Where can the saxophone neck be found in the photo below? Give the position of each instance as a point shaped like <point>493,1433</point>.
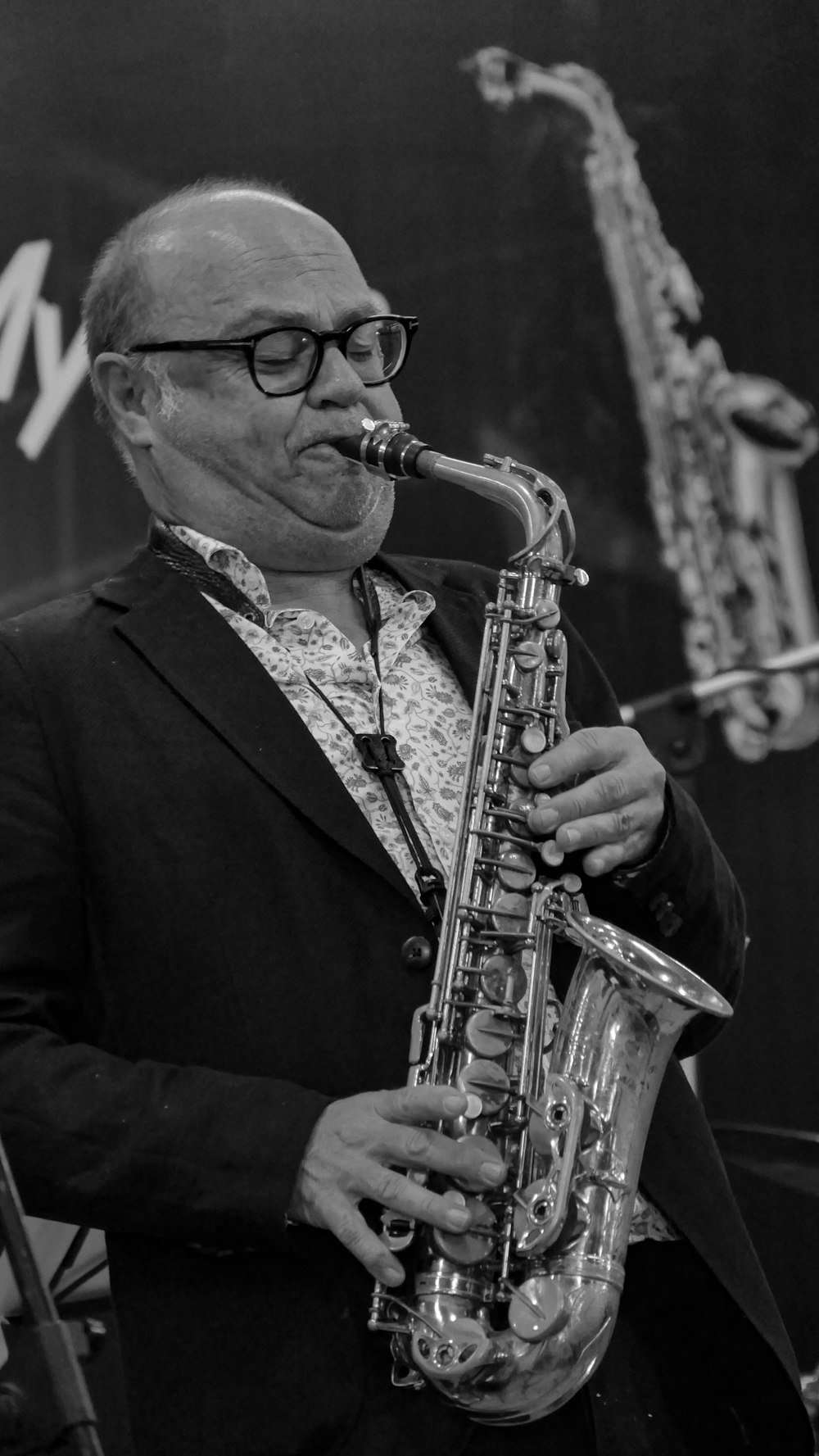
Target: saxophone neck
<point>537,502</point>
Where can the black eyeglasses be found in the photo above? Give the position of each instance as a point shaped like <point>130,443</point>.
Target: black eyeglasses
<point>287,360</point>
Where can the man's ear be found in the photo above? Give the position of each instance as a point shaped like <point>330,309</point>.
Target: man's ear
<point>129,393</point>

----

- _TASK GOAL_: Write out the data word for word, with every picture dropped.

- _OUTPUT OF THE TASK_:
Where can the saxophone neck be found in the photo below? Give the position of each instance as a point shaped like <point>493,1433</point>.
Target: saxophone neck
<point>537,502</point>
Where can the black eyeglasses be found in the photo above? Give the position of each instance as a point shaped like <point>130,443</point>.
Target: black eyeglasses
<point>287,360</point>
Where can the man's ear be found in the photo above? Give the position of each instance as a point shaped like <point>330,309</point>.
Target: man's ear
<point>129,393</point>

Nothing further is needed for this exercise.